_TASK PROMPT_.
Whatever the records say, give every one of them again exactly.

_RECORDS PROVIDED_.
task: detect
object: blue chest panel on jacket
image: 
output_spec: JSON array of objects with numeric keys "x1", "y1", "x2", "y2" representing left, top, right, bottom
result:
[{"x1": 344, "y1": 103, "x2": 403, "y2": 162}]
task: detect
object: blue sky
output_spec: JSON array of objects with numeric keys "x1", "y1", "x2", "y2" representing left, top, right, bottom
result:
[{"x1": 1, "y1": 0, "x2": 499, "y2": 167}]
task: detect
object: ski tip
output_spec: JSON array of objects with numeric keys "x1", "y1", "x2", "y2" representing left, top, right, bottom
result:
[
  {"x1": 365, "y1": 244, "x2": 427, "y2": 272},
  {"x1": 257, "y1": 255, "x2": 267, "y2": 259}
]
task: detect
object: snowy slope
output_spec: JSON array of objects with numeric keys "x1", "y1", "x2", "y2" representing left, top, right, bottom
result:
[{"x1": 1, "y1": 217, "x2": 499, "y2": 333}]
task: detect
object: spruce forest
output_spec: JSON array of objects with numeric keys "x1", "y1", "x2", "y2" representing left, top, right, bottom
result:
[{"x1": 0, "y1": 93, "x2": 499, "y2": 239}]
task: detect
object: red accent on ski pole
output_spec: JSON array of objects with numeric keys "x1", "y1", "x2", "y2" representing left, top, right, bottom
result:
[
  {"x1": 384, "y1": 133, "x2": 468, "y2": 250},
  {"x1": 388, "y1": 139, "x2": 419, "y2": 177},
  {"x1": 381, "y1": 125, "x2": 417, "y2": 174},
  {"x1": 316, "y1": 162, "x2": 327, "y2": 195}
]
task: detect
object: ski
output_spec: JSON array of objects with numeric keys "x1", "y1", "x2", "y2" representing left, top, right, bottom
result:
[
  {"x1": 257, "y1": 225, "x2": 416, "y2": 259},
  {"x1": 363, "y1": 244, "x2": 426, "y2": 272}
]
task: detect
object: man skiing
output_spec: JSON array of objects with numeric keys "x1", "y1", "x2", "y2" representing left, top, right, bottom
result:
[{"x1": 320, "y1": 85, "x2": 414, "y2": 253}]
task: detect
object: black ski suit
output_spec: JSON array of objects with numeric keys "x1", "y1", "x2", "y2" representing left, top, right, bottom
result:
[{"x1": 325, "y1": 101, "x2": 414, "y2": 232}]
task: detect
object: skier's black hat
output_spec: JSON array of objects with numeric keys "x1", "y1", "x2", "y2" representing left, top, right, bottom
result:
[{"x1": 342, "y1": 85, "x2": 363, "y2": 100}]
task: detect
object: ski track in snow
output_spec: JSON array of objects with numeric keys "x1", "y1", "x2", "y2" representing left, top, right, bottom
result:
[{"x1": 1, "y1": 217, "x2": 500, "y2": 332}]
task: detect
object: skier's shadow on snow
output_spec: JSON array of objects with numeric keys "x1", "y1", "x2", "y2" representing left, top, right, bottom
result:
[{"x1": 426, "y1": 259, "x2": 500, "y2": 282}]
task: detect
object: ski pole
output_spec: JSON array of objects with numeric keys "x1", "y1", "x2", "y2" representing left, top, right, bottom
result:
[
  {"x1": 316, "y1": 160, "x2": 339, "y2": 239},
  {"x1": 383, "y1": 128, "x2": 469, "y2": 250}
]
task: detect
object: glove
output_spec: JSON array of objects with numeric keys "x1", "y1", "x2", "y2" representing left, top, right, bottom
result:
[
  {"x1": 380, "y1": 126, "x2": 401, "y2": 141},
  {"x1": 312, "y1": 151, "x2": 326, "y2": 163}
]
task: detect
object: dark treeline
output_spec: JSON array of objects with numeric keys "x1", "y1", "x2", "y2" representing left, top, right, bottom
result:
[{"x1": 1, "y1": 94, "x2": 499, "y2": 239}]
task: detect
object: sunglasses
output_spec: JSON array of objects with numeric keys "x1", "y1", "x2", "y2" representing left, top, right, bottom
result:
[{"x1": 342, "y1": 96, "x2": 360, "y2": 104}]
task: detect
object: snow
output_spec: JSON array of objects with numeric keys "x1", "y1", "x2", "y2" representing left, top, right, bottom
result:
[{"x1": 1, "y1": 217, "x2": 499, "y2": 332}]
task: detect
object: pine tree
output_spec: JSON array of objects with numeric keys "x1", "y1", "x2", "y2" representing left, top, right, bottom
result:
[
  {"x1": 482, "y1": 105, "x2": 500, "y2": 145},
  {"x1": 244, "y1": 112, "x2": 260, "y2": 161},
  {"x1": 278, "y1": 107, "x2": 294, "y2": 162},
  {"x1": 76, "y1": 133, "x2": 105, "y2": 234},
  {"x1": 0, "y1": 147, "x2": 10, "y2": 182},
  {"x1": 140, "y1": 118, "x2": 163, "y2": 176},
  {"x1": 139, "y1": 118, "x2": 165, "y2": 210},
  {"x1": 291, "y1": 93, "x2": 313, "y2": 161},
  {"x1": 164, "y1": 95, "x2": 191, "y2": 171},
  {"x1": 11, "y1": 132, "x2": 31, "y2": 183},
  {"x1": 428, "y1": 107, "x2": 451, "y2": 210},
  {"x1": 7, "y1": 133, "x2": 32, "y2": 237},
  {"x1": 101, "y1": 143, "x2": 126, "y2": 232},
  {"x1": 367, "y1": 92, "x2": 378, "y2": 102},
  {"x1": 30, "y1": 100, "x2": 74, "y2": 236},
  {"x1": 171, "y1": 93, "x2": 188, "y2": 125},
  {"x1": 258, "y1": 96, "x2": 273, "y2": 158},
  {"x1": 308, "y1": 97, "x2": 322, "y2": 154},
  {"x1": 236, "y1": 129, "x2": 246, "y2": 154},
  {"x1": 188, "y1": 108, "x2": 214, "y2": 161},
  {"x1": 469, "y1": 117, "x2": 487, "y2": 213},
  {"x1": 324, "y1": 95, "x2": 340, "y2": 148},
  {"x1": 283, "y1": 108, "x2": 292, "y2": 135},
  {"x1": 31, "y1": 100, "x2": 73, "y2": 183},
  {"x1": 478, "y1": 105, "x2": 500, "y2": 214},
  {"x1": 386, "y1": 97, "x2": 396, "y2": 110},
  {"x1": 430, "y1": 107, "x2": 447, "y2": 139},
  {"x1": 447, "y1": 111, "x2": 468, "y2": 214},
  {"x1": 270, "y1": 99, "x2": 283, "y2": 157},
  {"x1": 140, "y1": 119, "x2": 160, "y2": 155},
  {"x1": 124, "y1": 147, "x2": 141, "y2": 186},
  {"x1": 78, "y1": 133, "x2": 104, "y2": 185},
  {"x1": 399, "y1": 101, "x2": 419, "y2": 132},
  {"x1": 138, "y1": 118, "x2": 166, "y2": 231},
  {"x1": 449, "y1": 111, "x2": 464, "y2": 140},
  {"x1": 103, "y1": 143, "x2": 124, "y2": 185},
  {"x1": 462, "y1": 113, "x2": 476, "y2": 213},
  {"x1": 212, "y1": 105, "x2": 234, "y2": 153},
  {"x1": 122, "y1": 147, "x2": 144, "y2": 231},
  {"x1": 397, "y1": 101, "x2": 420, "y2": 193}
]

_SOLUTION BELOW_.
task: detect
object: blue chest panel on jacket
image: 
output_spec: JSON array of objects with numeric keys "x1", "y1", "x2", "y2" representing left, top, right, bottom
result:
[{"x1": 344, "y1": 103, "x2": 403, "y2": 162}]
task: detect
object: blue sky
output_spec: JSON array of objects with numeric keys "x1", "y1", "x2", "y2" representing left, top, right, bottom
result:
[{"x1": 1, "y1": 0, "x2": 499, "y2": 167}]
task: detect
object: ski tip
output_spec: JSON array of objects with numeric keys "x1", "y1", "x2", "y2" representing left, top, right, bottom
result:
[
  {"x1": 365, "y1": 244, "x2": 427, "y2": 272},
  {"x1": 257, "y1": 255, "x2": 267, "y2": 259}
]
task: detect
object: snowy slope
output_spec: JSON array of objects with numeric keys "x1", "y1", "x2", "y2" representing left, top, right, bottom
result:
[{"x1": 1, "y1": 217, "x2": 499, "y2": 333}]
task: detect
object: spruce forest
output_spec: JSON array of objects with numeric keys "x1", "y1", "x2", "y2" representing left, top, right, bottom
result:
[{"x1": 0, "y1": 93, "x2": 499, "y2": 239}]
task: detect
object: red accent on ski pole
output_spec: JSON array of objects with numeric keys "x1", "y1", "x2", "y2" representing left, top, right, bottom
result:
[
  {"x1": 384, "y1": 133, "x2": 468, "y2": 250},
  {"x1": 388, "y1": 139, "x2": 419, "y2": 177},
  {"x1": 381, "y1": 125, "x2": 417, "y2": 174},
  {"x1": 316, "y1": 162, "x2": 327, "y2": 195}
]
task: detect
object: ski
output_spec: JSON array of objects with numeric keys "x1", "y1", "x2", "y2" representing left, top, right, bottom
result:
[
  {"x1": 257, "y1": 225, "x2": 416, "y2": 259},
  {"x1": 363, "y1": 244, "x2": 426, "y2": 272}
]
task: detect
object: man skiing
output_spec: JSON array of objects with numeric keys "x1", "y1", "x2", "y2" representing left, top, right, bottom
result:
[{"x1": 320, "y1": 85, "x2": 414, "y2": 253}]
task: detect
object: black ski suit
output_spec: JSON array of objects with numeric keys "x1", "y1", "x2", "y2" representing left, top, right, bottom
result:
[{"x1": 325, "y1": 101, "x2": 414, "y2": 232}]
task: detect
object: skier's black hat
output_spec: JSON array of objects with numeric keys "x1", "y1", "x2", "y2" representing left, top, right, bottom
result:
[{"x1": 342, "y1": 85, "x2": 363, "y2": 100}]
task: detect
object: ski track in snow
output_spec: JSON array of objects with numeric keys "x1", "y1", "x2", "y2" representing left, top, right, bottom
result:
[{"x1": 1, "y1": 217, "x2": 500, "y2": 332}]
task: detect
object: skier's shadow on snow
output_spec: JSON array of objects with numeric keys "x1", "y1", "x2", "y2" representing left, top, right, bottom
result:
[{"x1": 426, "y1": 259, "x2": 500, "y2": 282}]
task: detect
object: ski pole
output_spec: JSON array of objects with numeric keys "x1", "y1", "x2", "y2" representing left, top, right, bottom
result:
[
  {"x1": 316, "y1": 160, "x2": 339, "y2": 239},
  {"x1": 383, "y1": 128, "x2": 469, "y2": 250}
]
task: detect
object: glove
output_spec: JSON array of objects with numeric keys "x1", "y1", "x2", "y2" representing left, top, right, bottom
result:
[
  {"x1": 380, "y1": 126, "x2": 401, "y2": 141},
  {"x1": 312, "y1": 151, "x2": 326, "y2": 163}
]
task: detect
object: dark treeline
output_spec: JSON array of objects with numeric keys "x1", "y1", "x2", "y2" representing left, top, right, bottom
result:
[{"x1": 1, "y1": 94, "x2": 499, "y2": 239}]
task: detect
object: sunglasses
output_spec: JSON array of objects with numeric keys "x1", "y1", "x2", "y2" representing left, top, right, bottom
result:
[{"x1": 342, "y1": 96, "x2": 360, "y2": 104}]
task: detect
object: snow
output_spec: JSON array of objects with numeric keys "x1", "y1", "x2", "y2" representing left, top, right, bottom
result:
[{"x1": 1, "y1": 217, "x2": 499, "y2": 332}]
task: detect
object: pine tree
output_spec: JSON array of objects with numeric keys "x1", "y1", "x2", "y2" representing left, top, right, bottom
result:
[
  {"x1": 482, "y1": 105, "x2": 500, "y2": 145},
  {"x1": 244, "y1": 112, "x2": 260, "y2": 161},
  {"x1": 278, "y1": 107, "x2": 294, "y2": 162},
  {"x1": 76, "y1": 133, "x2": 105, "y2": 234},
  {"x1": 0, "y1": 147, "x2": 10, "y2": 182},
  {"x1": 140, "y1": 118, "x2": 163, "y2": 176},
  {"x1": 139, "y1": 118, "x2": 165, "y2": 210},
  {"x1": 291, "y1": 93, "x2": 313, "y2": 161},
  {"x1": 164, "y1": 95, "x2": 191, "y2": 171},
  {"x1": 11, "y1": 132, "x2": 31, "y2": 183},
  {"x1": 428, "y1": 107, "x2": 451, "y2": 210},
  {"x1": 7, "y1": 133, "x2": 32, "y2": 237},
  {"x1": 101, "y1": 143, "x2": 126, "y2": 232},
  {"x1": 367, "y1": 92, "x2": 378, "y2": 102},
  {"x1": 30, "y1": 100, "x2": 74, "y2": 236},
  {"x1": 171, "y1": 93, "x2": 188, "y2": 125},
  {"x1": 258, "y1": 96, "x2": 273, "y2": 158},
  {"x1": 308, "y1": 97, "x2": 322, "y2": 154},
  {"x1": 236, "y1": 129, "x2": 246, "y2": 154},
  {"x1": 188, "y1": 108, "x2": 214, "y2": 161},
  {"x1": 469, "y1": 117, "x2": 487, "y2": 213},
  {"x1": 324, "y1": 95, "x2": 340, "y2": 148},
  {"x1": 283, "y1": 108, "x2": 292, "y2": 135},
  {"x1": 31, "y1": 100, "x2": 73, "y2": 183},
  {"x1": 478, "y1": 105, "x2": 500, "y2": 214},
  {"x1": 386, "y1": 97, "x2": 396, "y2": 110},
  {"x1": 430, "y1": 107, "x2": 447, "y2": 139},
  {"x1": 447, "y1": 111, "x2": 468, "y2": 214},
  {"x1": 270, "y1": 99, "x2": 283, "y2": 157},
  {"x1": 140, "y1": 119, "x2": 160, "y2": 155},
  {"x1": 124, "y1": 147, "x2": 141, "y2": 186},
  {"x1": 78, "y1": 133, "x2": 104, "y2": 185},
  {"x1": 399, "y1": 101, "x2": 419, "y2": 132},
  {"x1": 138, "y1": 118, "x2": 166, "y2": 231},
  {"x1": 449, "y1": 111, "x2": 464, "y2": 140},
  {"x1": 103, "y1": 143, "x2": 124, "y2": 185},
  {"x1": 462, "y1": 113, "x2": 476, "y2": 213},
  {"x1": 212, "y1": 105, "x2": 234, "y2": 153},
  {"x1": 122, "y1": 147, "x2": 144, "y2": 231},
  {"x1": 397, "y1": 101, "x2": 420, "y2": 193}
]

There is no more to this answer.